SOURCE
□ □ □ □ □ □ □
11 Replies to “Se7en Tips for Gardening for Butterflies…”

  1. Well, how fun to find that we have checked off most of the criteria for butterfly visitors however unintentionally! Our weather is changing too of course and there are butterflies and dragonflies everywhere here by the dozens! Our favorite is the black and yellow swallowtail.

    Enjoy your butterfly investigations/observations!

  2. Hay Christi, turns out we have a whole lot of things sorted for a butterfly garden too… rocks with morning sun and heaps of areas that have totally been abandoned we have no problem with… We do want to create a muddy patch for them. My guys are really looking forward to that!!! Thanks for the comment and hope you have a wonderful day!!!
□ □ □ □ □ □ □
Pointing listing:

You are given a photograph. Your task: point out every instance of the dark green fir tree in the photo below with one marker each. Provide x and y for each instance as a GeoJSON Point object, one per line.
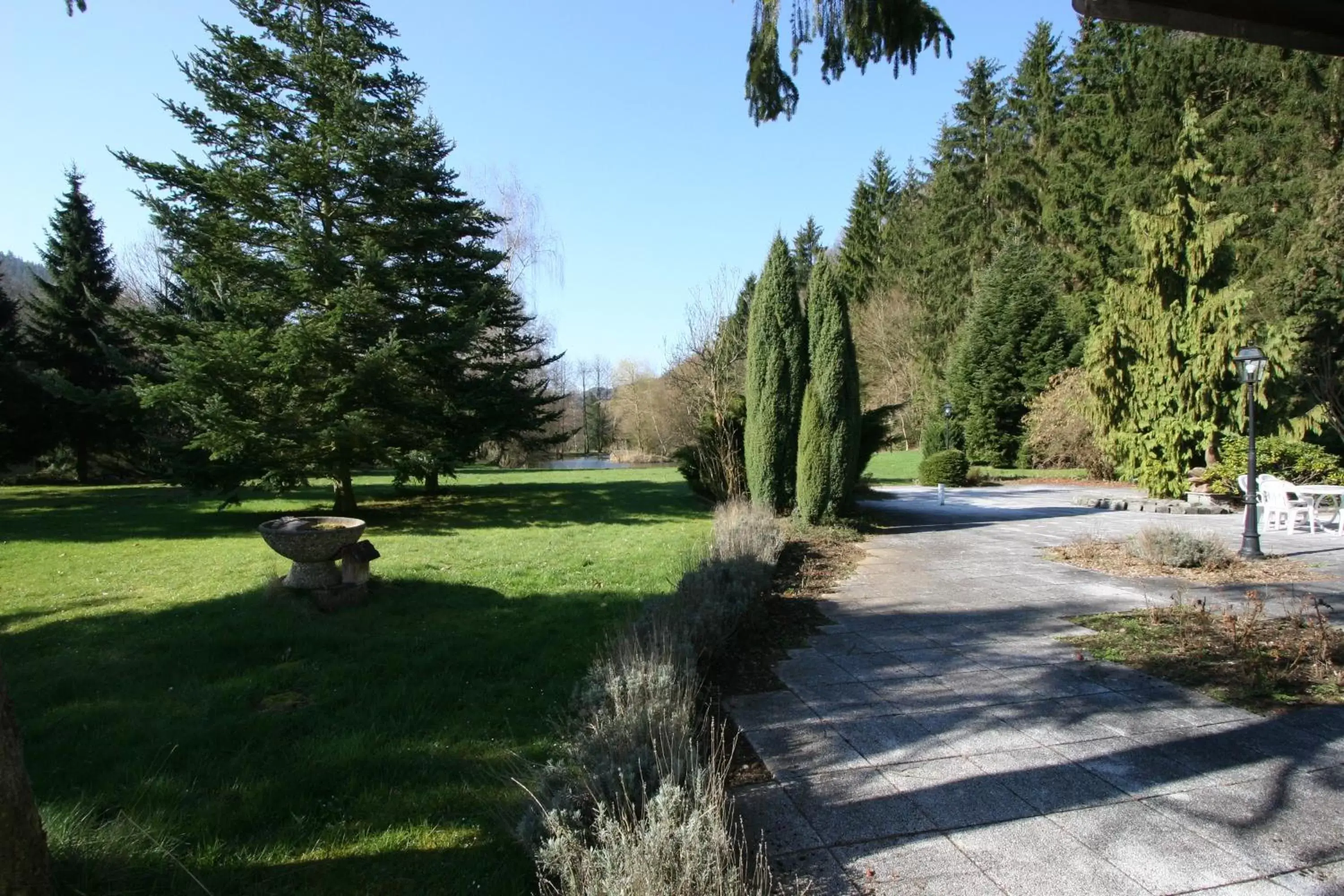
{"type": "Point", "coordinates": [828, 436]}
{"type": "Point", "coordinates": [1159, 359]}
{"type": "Point", "coordinates": [777, 374]}
{"type": "Point", "coordinates": [1006, 354]}
{"type": "Point", "coordinates": [347, 310]}
{"type": "Point", "coordinates": [77, 347]}
{"type": "Point", "coordinates": [22, 429]}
□ □ □ □ □ □ □
WRITTEN TASK A
Can you rewrite the pointing listing as a numbered list, skipping blank lines and leaving out the pictures?
WRITTEN TASK B
Can you carry the butterfly garden comments on past their last sentence?
The butterfly garden comments and the pointing listing come from separate sources.

FINAL ANSWER A
1. You are given a photograph. Your task: point out every instance of the dark green fir tree in the photo below with one marker each. Provide x and y for each instance as a GeoJSON Point object, one per line.
2. {"type": "Point", "coordinates": [828, 436]}
3. {"type": "Point", "coordinates": [1159, 359]}
4. {"type": "Point", "coordinates": [777, 374]}
5. {"type": "Point", "coordinates": [1006, 354]}
6. {"type": "Point", "coordinates": [347, 310]}
7. {"type": "Point", "coordinates": [77, 347]}
8. {"type": "Point", "coordinates": [22, 429]}

FINAL ANSWER B
  3. A is in the Butterfly team at Voortrekkers and we were privilege to enjoy a morning with the Lepidoptera society at the Botanical gardens last year. It was magic to see them pointing out the little eggs and caterpillars and how they caught and released the butterflies so that we could look at them

  4. Wow Cat, that sounds like the most amazing outing… it makes such a difference to visit places with someone who knows what they are doing. I have found that we can look at things and just not see them until someone, who knows, points them out!!! Wonderful… hope you have a fabulous day!!!

  5. We have different species here, but the principles are the same.
    As I shifted our garden to be butterfly-friendly (which happens to be more kid-friendly too!) I found it took a year or two for the butterflies to find us. Every year we see more than the year before. So don’t give up if it doesn’t “work” right away! 🙂

  6. Oh Emily, that is a great tip… thank you I am so glad that you mentioned that… I can imagine a fair bit of disillusionment. However everyone is keen – especially about leaving areas wild, that part we do quite well!!! Thanks for stopping by and I hope you have a lovely weekend!!!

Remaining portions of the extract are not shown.